* Aim of the exercise
The records that follow are to be repeated exactly, with the pictures removed.
[Supplied records]
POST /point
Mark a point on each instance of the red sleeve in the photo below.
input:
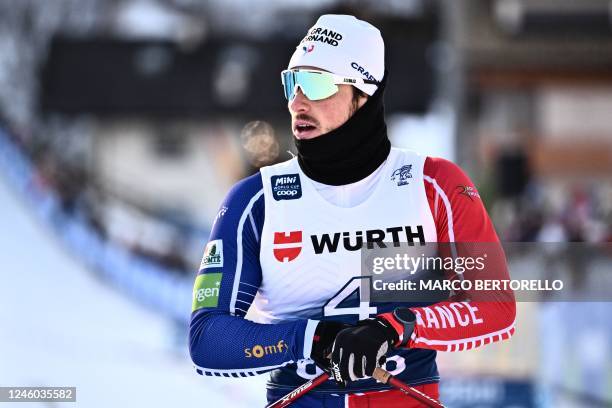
(461, 217)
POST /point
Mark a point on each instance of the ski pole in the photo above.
(380, 375)
(299, 391)
(385, 377)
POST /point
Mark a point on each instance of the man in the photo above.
(285, 244)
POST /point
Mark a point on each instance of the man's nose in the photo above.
(300, 102)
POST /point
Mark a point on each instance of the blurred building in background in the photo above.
(137, 116)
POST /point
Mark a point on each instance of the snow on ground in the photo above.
(61, 326)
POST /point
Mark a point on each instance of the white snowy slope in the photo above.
(61, 326)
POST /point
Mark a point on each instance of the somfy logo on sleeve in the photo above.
(286, 187)
(213, 255)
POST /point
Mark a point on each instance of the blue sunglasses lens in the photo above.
(314, 85)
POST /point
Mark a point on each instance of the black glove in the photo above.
(358, 350)
(323, 340)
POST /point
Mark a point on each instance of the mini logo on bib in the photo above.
(402, 175)
(286, 187)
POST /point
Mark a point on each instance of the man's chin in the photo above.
(309, 134)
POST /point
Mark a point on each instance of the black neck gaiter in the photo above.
(351, 152)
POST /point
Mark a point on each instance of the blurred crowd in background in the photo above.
(141, 114)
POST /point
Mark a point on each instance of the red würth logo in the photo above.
(287, 246)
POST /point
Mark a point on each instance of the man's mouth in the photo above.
(302, 129)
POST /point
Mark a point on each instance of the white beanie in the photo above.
(343, 45)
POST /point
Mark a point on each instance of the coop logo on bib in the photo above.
(286, 187)
(213, 255)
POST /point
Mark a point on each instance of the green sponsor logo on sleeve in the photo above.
(206, 290)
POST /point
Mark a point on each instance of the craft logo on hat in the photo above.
(344, 46)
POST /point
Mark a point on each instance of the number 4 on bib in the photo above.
(361, 285)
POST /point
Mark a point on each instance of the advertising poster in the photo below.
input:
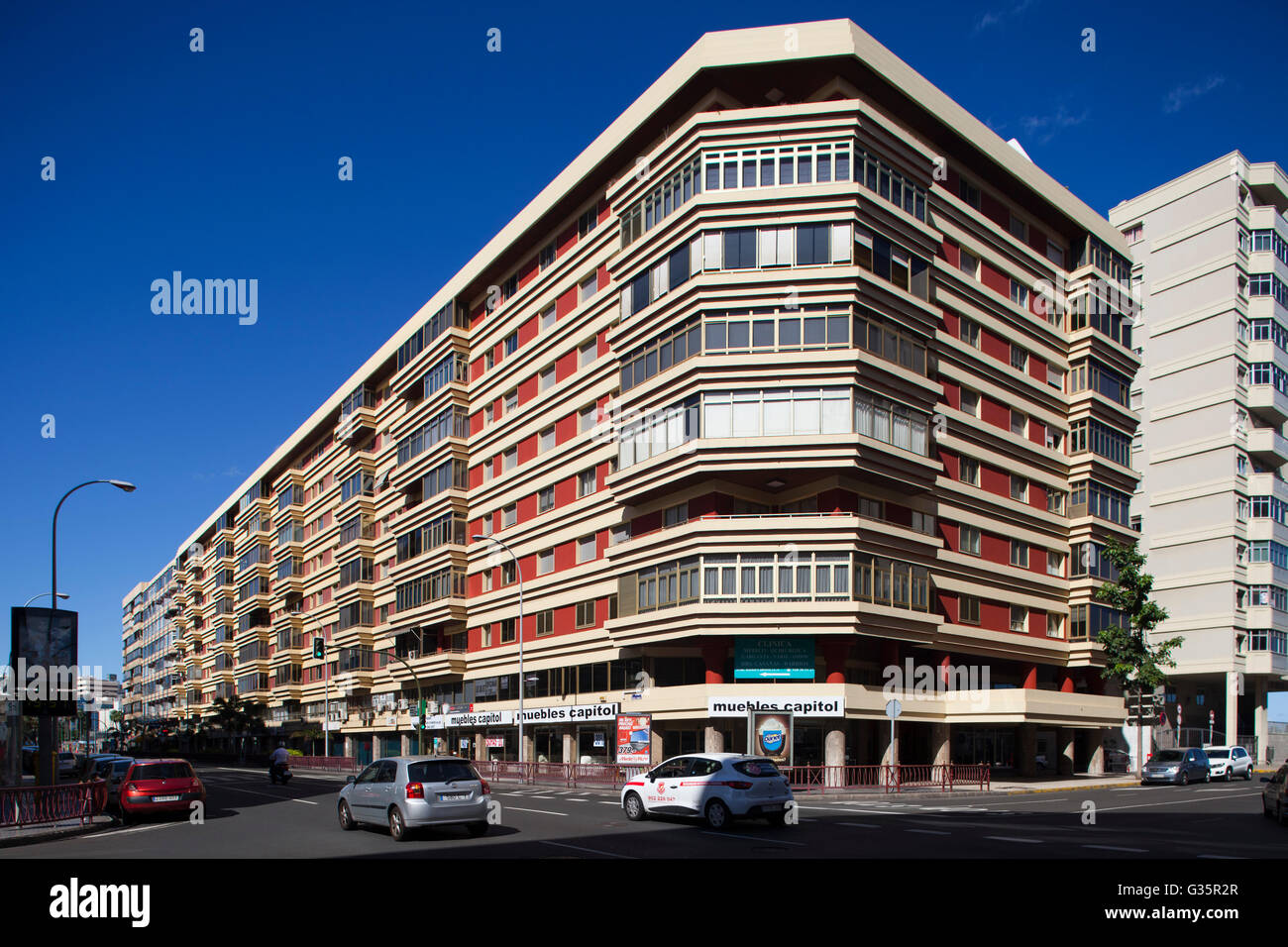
(771, 736)
(634, 738)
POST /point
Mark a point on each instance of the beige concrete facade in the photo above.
(785, 355)
(1211, 266)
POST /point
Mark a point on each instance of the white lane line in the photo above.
(754, 838)
(270, 795)
(1176, 801)
(592, 851)
(1006, 838)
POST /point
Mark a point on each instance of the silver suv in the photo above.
(408, 792)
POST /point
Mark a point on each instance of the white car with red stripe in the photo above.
(715, 787)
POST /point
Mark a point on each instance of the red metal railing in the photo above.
(34, 804)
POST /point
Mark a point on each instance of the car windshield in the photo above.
(161, 771)
(760, 768)
(439, 771)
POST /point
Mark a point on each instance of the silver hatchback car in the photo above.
(410, 792)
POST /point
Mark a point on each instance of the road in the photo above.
(246, 817)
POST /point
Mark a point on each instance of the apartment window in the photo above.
(545, 622)
(1019, 617)
(1019, 488)
(1055, 625)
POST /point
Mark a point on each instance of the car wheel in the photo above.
(634, 806)
(397, 825)
(717, 814)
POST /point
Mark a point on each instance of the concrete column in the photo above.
(1096, 745)
(1064, 742)
(833, 755)
(1232, 707)
(940, 741)
(1261, 720)
(1026, 749)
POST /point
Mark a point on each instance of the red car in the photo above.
(160, 787)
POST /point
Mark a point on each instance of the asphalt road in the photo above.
(246, 817)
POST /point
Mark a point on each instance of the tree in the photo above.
(1128, 654)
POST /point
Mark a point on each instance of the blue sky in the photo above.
(223, 163)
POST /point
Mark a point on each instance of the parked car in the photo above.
(1273, 802)
(408, 792)
(1179, 767)
(159, 787)
(715, 787)
(1229, 762)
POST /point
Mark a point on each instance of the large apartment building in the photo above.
(790, 381)
(1211, 260)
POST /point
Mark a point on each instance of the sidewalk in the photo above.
(48, 831)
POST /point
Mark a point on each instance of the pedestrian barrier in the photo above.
(35, 804)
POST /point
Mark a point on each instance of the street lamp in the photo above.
(46, 738)
(518, 575)
(62, 595)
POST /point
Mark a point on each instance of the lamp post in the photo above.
(518, 575)
(46, 740)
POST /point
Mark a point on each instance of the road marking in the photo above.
(592, 851)
(1175, 801)
(754, 838)
(1006, 838)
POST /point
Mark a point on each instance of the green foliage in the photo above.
(1128, 654)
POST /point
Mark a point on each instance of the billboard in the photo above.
(634, 738)
(44, 650)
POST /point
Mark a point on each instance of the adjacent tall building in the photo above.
(1211, 263)
(787, 386)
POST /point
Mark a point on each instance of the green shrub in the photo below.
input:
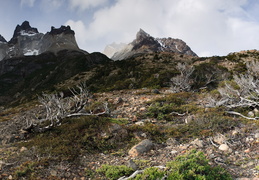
(152, 173)
(194, 165)
(114, 172)
(25, 169)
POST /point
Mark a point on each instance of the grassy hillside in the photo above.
(186, 128)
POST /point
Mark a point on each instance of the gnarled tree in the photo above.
(182, 82)
(242, 92)
(58, 107)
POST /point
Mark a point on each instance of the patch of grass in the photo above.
(194, 165)
(74, 135)
(24, 170)
(114, 172)
(152, 173)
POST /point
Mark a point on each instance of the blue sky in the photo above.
(209, 27)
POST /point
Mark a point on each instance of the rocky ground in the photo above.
(236, 150)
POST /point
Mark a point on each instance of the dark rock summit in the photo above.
(2, 39)
(24, 28)
(144, 43)
(27, 41)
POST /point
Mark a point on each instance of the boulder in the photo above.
(142, 147)
(224, 147)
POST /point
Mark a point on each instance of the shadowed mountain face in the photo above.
(27, 41)
(28, 76)
(144, 43)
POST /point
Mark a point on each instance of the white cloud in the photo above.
(85, 4)
(213, 27)
(29, 3)
(80, 29)
(51, 5)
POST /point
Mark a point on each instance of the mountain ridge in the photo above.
[/Supplied records]
* Result for this task
POST /point
Mark a point on each instance of the red sleeve in the photo below.
input:
(461, 217)
POST /point
Mark a point on each instance of the ski pole in the photo above.
(380, 375)
(299, 391)
(385, 377)
POST /point
Mark a point on each instance of the man in the photo above.
(285, 244)
POST /point
Mark a point on each instance of the man's nose in the photo above.
(300, 102)
POST /point
Mark a point on each instance of the blurred building in background in the photo above.
(137, 116)
POST /point
Mark a point on each instance of the snow on ground in the photo above.
(61, 326)
POST /point
Mark a point on each instance of the white snowy slope in the photo above.
(61, 326)
POST /point
Mark a point on each instance of the somfy logo on sleeve in the photo above.
(286, 187)
(213, 255)
POST /point
Mark a point on each instance of the blue sunglasses lens in the photo above.
(314, 85)
POST /point
Mark a point on each instance of the black glove in the photo above.
(358, 350)
(323, 340)
POST /point
Mark a point on each instance of the mini logo on bib in the photo above.
(402, 175)
(286, 187)
POST /point
Mark a point on each instance of the man's chin in the photo above.
(309, 134)
POST /point
Mark a point on each instance of the black neck gaiter in the photo above.
(351, 152)
POST /point
Mark a point on each instance of the blurred crowd in background in the photo above.
(141, 114)
POST /point
Mark a point on each instance of the red würth logo in the photo above.
(287, 246)
POST /point
Mark a point on each instance of the man's mouth in the photo above.
(302, 129)
POST /point
Mark a point on each instance of the white beanie in the photo above.
(343, 45)
POST /point
Mark a point on each instance of the coop logo on bib in the photo above.
(286, 187)
(213, 255)
POST /point
Mark a point on each instance of the green sponsor logo on sleeve in the photo above.
(206, 290)
POST /point
Mark a point on each instance of the craft logo on hat in the photo above.
(344, 46)
POST /point
Mark a point on each instance of the number 4 on bib in the photo above.
(361, 285)
POST /point
Mark a point on each instance of the advertising poster in the photo below.
input:
(771, 736)
(634, 738)
POST /point
Mark a point on each instance of the beige concrete facade in the photo above.
(785, 355)
(1211, 266)
POST /point
Mark a point on each instance of the white lane line in the photo above.
(754, 838)
(270, 795)
(1176, 801)
(592, 851)
(1006, 838)
POST /point
Mark a point on each instance of the silver suv in the photo above.
(408, 792)
POST /point
Mark a point on each instance of the white car with red stripe in the photo above.
(715, 787)
POST /point
Mark a point on each instance of the red metal railing in the photo above.
(34, 804)
POST /point
Mark a point on each instance of the car windshield in the photo above.
(161, 771)
(760, 768)
(439, 771)
POST /point
Mark a point on each instance of the silver hatchback car in the photo above.
(410, 792)
POST /point
Mark a point on each instance of the road in the photo above.
(246, 817)
POST /point
Mark a point on each instance of the apartment window in the photo above.
(545, 622)
(1019, 617)
(1019, 488)
(1055, 625)
POST /point
Mark a point on each instance of the car wheel in the photo above.
(634, 806)
(397, 825)
(717, 814)
POST /point
Mark a point on each instance of the concrete column in the photo above.
(1096, 745)
(1064, 742)
(833, 755)
(1232, 707)
(940, 741)
(1261, 720)
(1026, 749)
POST /point
Mark a point on each instance of the red car in the photo above.
(160, 787)
POST /point
Mark a point on each instance of the asphalt road in the photo above.
(246, 817)
POST /point
Mark a point on each instance of the tree in the photo above.
(1128, 654)
POST /point
Mark a point on each instance of the blue sky in the photo above.
(223, 163)
POST /point
Mark a point on each instance of the parked car in the photo above.
(1273, 802)
(408, 792)
(1179, 767)
(159, 787)
(715, 787)
(1229, 762)
POST /point
Mark a point on each instance of the large apartment building in the photo above.
(790, 381)
(1211, 260)
POST /point
Mark a point on each instance of the sidewalk in the photo above.
(48, 831)
POST /point
Mark a point on each instance of the pedestrian barrier in the photo above.
(35, 804)
POST /point
Mark a point on each instance of the street lamp in the photo above.
(46, 738)
(518, 575)
(62, 595)
POST /point
Mark a point on each instance of the lamp post in the photo above.
(518, 575)
(46, 740)
POST /point
Mark a point on each instance of the road marking in the photo above.
(592, 851)
(1175, 801)
(754, 838)
(1006, 838)
POST /point
Mark a point on each instance of the green foliage in the photo above.
(1128, 654)
POST /point
Mark a point on each instance of the billboard in the photo above.
(634, 738)
(44, 650)
POST /point
Mark a point on each instance of the adjacent tall building in the photo above.
(1211, 263)
(787, 386)
POST /point
Mark a point on each instance of the green shrub in the photo below.
input:
(152, 173)
(194, 165)
(114, 172)
(25, 169)
POST /point
Mark a point on each instance of the grassy hillside in the photo above.
(186, 128)
POST /point
Mark a point on each instance of the gnarled tree in the photo above.
(182, 82)
(242, 92)
(58, 107)
POST /point
Mark a point on each instance of the patch of grass in the photo above.
(194, 165)
(74, 135)
(24, 170)
(114, 172)
(152, 173)
POST /point
Mark a point on each instance of the blue sky in the photo above.
(209, 27)
POST /point
Mark a point on each instance of the rocky ground in the photo above.
(236, 150)
POST /point
Mark a point on each instance of the dark rock summit in the photo above.
(2, 39)
(24, 28)
(144, 43)
(27, 41)
POST /point
Mark a point on each instance of the boulder in the photo above.
(142, 147)
(224, 147)
POST /point
Mark a point on each instance of the shadowed mountain face in the photo above.
(27, 41)
(28, 76)
(144, 43)
POST /point
Mark a point on each instance of the white cloud in the photo above.
(85, 4)
(213, 27)
(29, 3)
(80, 29)
(51, 5)
POST /point
Mark a point on each instance of the mountain ridge in the photo above.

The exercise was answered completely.